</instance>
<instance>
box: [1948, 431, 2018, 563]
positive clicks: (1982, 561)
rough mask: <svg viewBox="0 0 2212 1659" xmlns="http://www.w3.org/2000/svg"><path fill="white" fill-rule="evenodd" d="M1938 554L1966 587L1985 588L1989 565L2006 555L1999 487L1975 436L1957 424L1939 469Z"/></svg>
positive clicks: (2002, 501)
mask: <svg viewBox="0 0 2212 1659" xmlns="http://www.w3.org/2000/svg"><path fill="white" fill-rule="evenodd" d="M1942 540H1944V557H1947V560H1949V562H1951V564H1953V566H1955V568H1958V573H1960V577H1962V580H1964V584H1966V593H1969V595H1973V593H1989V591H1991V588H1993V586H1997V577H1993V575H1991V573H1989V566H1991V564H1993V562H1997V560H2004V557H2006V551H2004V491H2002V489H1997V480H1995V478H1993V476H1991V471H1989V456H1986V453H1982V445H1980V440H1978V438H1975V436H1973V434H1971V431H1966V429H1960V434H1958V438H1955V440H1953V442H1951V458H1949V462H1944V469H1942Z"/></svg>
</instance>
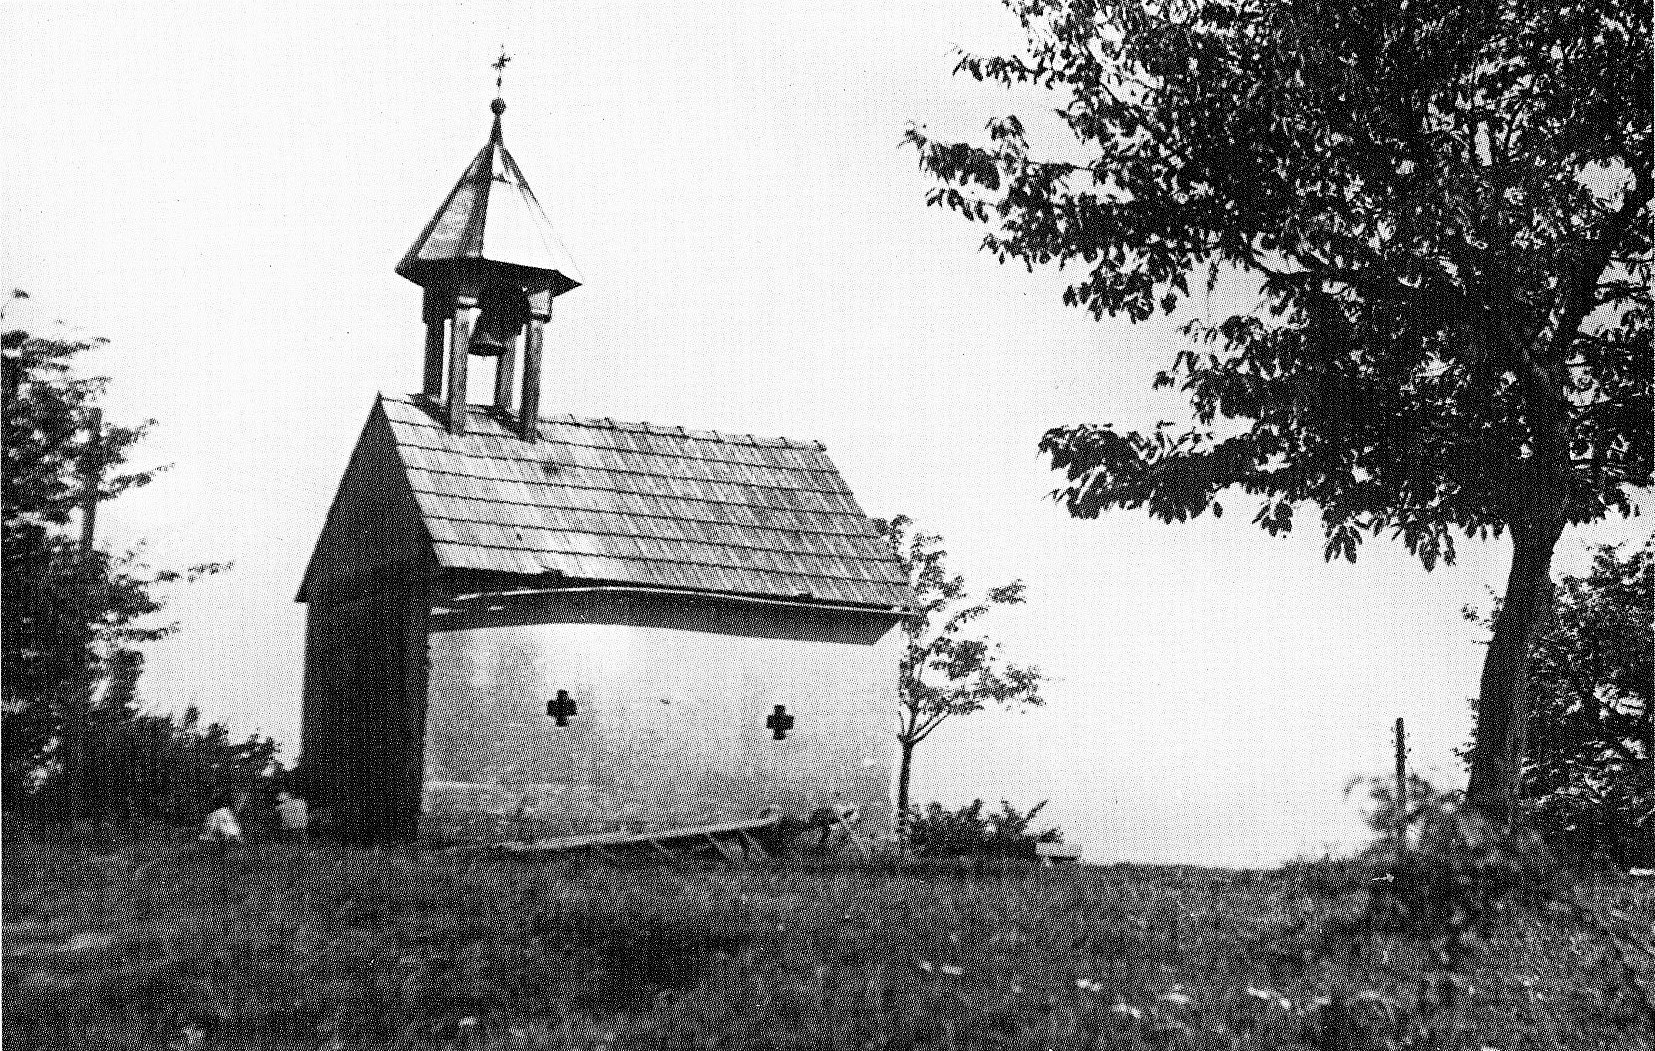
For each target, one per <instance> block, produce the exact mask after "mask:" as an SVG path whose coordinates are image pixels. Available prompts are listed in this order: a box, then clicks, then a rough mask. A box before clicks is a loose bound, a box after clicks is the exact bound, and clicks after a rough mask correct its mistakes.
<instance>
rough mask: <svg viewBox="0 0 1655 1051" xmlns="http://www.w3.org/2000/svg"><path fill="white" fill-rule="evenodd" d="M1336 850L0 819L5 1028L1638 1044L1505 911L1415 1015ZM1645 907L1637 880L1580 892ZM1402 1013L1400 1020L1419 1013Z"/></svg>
mask: <svg viewBox="0 0 1655 1051" xmlns="http://www.w3.org/2000/svg"><path fill="white" fill-rule="evenodd" d="M1364 879H1365V876H1364V874H1362V871H1360V869H1357V867H1352V866H1339V864H1321V866H1314V864H1312V866H1291V867H1288V869H1283V871H1278V872H1266V874H1256V872H1225V871H1205V869H1183V867H1129V866H1117V867H1069V869H1044V871H1043V869H1033V867H1024V866H1000V867H988V869H952V871H950V869H927V871H923V872H914V871H899V869H895V867H884V869H880V867H872V866H861V867H857V866H839V864H836V866H804V864H776V866H771V867H712V866H707V867H642V869H624V871H617V869H611V867H604V866H597V864H592V866H578V864H558V862H538V864H536V862H513V861H478V859H473V861H465V859H457V857H450V856H435V854H420V852H415V851H387V852H374V851H361V849H356V851H351V849H338V847H326V846H316V847H309V849H296V847H278V846H252V847H240V849H232V851H228V854H227V857H225V861H223V862H222V864H220V856H218V851H217V849H215V847H209V846H204V844H165V842H141V844H131V846H121V847H111V849H104V851H96V849H89V847H65V846H46V844H30V842H22V844H12V846H10V847H8V852H7V859H5V922H7V929H5V932H7V933H5V950H7V968H5V1046H7V1048H18V1049H22V1048H76V1049H78V1051H96V1049H104V1048H169V1046H172V1048H273V1049H288V1048H305V1049H318V1048H329V1049H334V1051H338V1049H343V1048H382V1046H384V1048H457V1049H458V1048H465V1049H505V1048H614V1049H616V1051H619V1049H624V1048H778V1049H784V1048H811V1049H816V1048H823V1049H826V1048H846V1049H849V1048H892V1049H895V1048H1053V1049H1064V1048H1132V1049H1144V1048H1187V1049H1203V1051H1205V1049H1218V1048H1223V1049H1231V1048H1321V1049H1329V1051H1331V1049H1339V1051H1362V1049H1365V1048H1387V1046H1390V1048H1402V1046H1413V1048H1430V1046H1440V1048H1498V1049H1501V1051H1518V1049H1523V1048H1537V1049H1556V1048H1569V1049H1590V1048H1602V1049H1605V1051H1607V1049H1614V1051H1629V1049H1633V1048H1652V1046H1655V1044H1652V1036H1650V1034H1648V1033H1647V1031H1642V1029H1640V1028H1638V1026H1640V1021H1638V1020H1640V1016H1638V1013H1637V1010H1635V1005H1632V1003H1629V991H1627V990H1625V981H1627V978H1625V975H1624V973H1620V970H1617V967H1619V962H1617V960H1615V958H1614V957H1610V955H1607V953H1605V950H1604V938H1602V937H1599V935H1594V933H1592V932H1587V930H1582V929H1581V927H1579V925H1577V924H1576V922H1574V920H1571V919H1569V917H1562V915H1557V917H1546V915H1531V917H1528V919H1518V920H1516V922H1514V924H1513V925H1511V927H1509V929H1506V930H1501V932H1499V933H1496V935H1494V937H1493V938H1489V940H1488V942H1486V943H1485V945H1481V948H1480V952H1478V953H1476V955H1475V960H1473V962H1471V963H1470V968H1468V972H1466V975H1465V995H1463V996H1460V998H1458V1000H1456V1001H1455V1005H1453V1006H1451V1008H1448V1010H1446V1011H1437V1013H1435V1015H1432V1016H1430V1018H1425V1016H1423V1015H1422V1011H1423V1008H1422V1006H1418V1003H1417V998H1418V995H1420V991H1422V988H1423V986H1422V975H1425V973H1427V972H1428V970H1430V967H1432V953H1433V948H1432V945H1430V943H1428V942H1418V940H1412V938H1410V937H1407V935H1400V933H1374V932H1370V930H1367V929H1364V927H1362V925H1360V915H1362V909H1364V904H1365V902H1364V894H1362V881H1364ZM1582 894H1584V895H1585V897H1587V899H1589V900H1594V902H1597V904H1599V905H1602V907H1604V909H1610V907H1612V909H1615V910H1619V912H1620V914H1624V915H1625V917H1632V919H1633V922H1635V924H1640V925H1642V929H1643V933H1647V932H1648V927H1650V922H1652V919H1655V892H1652V890H1650V889H1648V887H1633V885H1629V884H1600V885H1595V887H1590V889H1587V890H1584V892H1582ZM1422 1023H1425V1025H1422Z"/></svg>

Task prompt
Please count how many lines of the records above contain the string "positive", matching case exactly, and reply with only that number.

Expected answer
2